Bij deze stand van zaken waren er onvoldoende duidelijke aanwijzingen, met name ook in de jurisprudentie van de Hoge Raad tot dan toe, die [eiser 1] noopten om aan zijn advies toe te voegen de waarschuwing dat er méér uitzonderingen zouden kunnen (blijken te) bestaan op de regel dat het een schuldenaar in beginsel vrij staat om naar eigen inzicht betalingen te doen op opeisbare vorderingen van zijn schuldeisers; [eiser 1] kon ten tijde van zijn advisering in redelijkheid menen, althans gerechtvaardigd vertrouwen dat het risico van moeilijkheden voor [verweerders] c.s. niet zodanig groot was, dat hij [verweerders] c.s. daarvoor uitdrukkelijk diende te waarschuwen. Een andere opvatting zou de normale gang van het rechtsverkeer onnodig verstoren en, indien elke aldus gegeven waarschuwing door de client serieus genomen zou worden, verlammend werken, en aan een soepel en efficiënt verlopend handelsverkeer in de weg staan, terwijl zij bovendien zou leiden tot een rechtens onaanvaardbare aantasting van de rechtszekerheid waarvan de advocaat bij zijn beroepsuitoefening dient te kunnen uitgaan en gemakkelijk aanleiding zou kunnen geven tot ‘indekgedrag’ door advocaten / adviseurs, welk een en ander uit maatschappelijk oogpunt voor uiterst ongewenst gehouden dient te worden.
Door ondanks de aanwezigheid van de hiervoor, onder (i) – (vi) opgesomde omstandigheden te oordelen dat [eiser 1] een beroepsfout heeft gemaakt door niet te waarschuwen, heeft het Hof aldus blijk gegeven van een onjuiste rechtsopvatting.
2.4
Voorzover de beslissing omtrent de beroepsfout van een advocaat terzake van advisering als hier bedoeld geacht moet worden te zijn verweven met vaststellingen en waarderingen van feitelijke aard, ook voorzover het gaat om de hiervoor, onder 2.3 met (i) – (vi) aangeduide aspecten, heeft het Hof in elk geval blijk gegeven van een onjuiste rechtsopvatting, voorzover het deze aspecten voor zijn oordeel niet van belang heeft geacht en het reeds beslissend heeft geacht, de enkele omstandigheid dat naar 's Hofs vaststelling de opvattingen in literatuur en (lagere) jurisprudentie ten tijde van de advisering door [eiser 1] uiteenliepen (in een situatie waarin (i) ten tijde van de litigieuze betalingen het besluit om het eigen faillissement aan te vragen reeds was genomen en (ii) de behandeling van de faillissementsaanvrage was uitgesteld teneinde een betaling van een debiteur te kunnen incasseren om bepaalde crediteuren te kunnen voldoen).

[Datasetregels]
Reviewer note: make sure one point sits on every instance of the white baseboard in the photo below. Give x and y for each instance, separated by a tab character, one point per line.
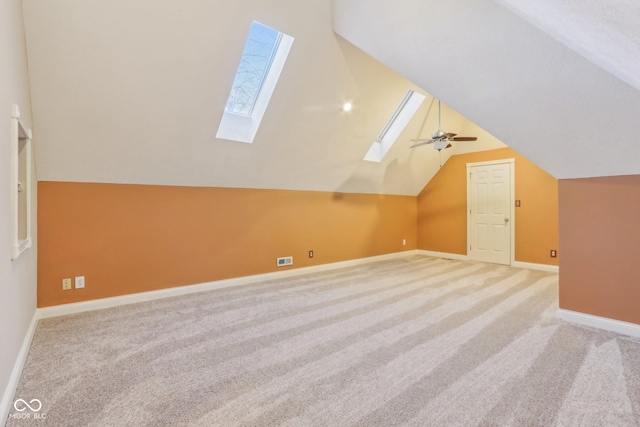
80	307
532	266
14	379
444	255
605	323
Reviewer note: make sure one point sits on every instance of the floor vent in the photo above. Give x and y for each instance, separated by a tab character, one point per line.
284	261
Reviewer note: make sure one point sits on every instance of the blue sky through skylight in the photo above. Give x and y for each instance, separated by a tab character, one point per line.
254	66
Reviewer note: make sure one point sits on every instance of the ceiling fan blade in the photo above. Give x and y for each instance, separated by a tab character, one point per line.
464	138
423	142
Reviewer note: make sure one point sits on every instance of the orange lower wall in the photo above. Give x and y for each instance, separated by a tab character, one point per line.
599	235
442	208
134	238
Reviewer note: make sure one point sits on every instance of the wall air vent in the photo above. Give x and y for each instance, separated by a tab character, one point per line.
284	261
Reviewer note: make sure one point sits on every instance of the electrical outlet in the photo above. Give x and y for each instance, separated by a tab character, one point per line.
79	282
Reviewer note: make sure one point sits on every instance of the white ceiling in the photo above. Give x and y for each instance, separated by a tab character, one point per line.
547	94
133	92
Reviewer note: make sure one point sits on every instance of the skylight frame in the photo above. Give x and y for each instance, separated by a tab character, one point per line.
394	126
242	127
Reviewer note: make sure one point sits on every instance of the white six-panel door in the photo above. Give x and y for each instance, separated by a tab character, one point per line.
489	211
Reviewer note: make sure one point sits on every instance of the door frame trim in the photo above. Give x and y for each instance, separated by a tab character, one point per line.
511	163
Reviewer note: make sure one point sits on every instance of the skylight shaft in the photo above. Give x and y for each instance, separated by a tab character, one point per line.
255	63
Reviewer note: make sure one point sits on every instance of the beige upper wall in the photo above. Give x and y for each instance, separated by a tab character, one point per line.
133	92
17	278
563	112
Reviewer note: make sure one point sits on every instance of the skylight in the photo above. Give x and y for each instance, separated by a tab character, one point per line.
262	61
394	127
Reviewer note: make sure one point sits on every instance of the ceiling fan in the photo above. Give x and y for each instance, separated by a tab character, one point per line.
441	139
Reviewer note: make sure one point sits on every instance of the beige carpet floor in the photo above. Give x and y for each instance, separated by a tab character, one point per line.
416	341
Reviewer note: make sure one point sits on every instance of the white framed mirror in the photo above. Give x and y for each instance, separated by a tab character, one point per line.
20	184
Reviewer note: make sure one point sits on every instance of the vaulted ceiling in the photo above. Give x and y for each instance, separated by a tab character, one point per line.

* [OPDRACHT]: Noteer letterlijk het stuk uit de brontekst dat begint met de woorden "Door ondanks de" en eindigt met "een onjuiste rechtsopvatting.".

* [ANTWOORD]:
Door ondanks de aanwezigheid van de hiervoor, onder (i) – (vi) opgesomde omstandigheden te oordelen dat [eiser 1] een beroepsfout heeft gemaakt door niet te waarschuwen, heeft het Hof aldus blijk gegeven van een onjuiste rechtsopvatting.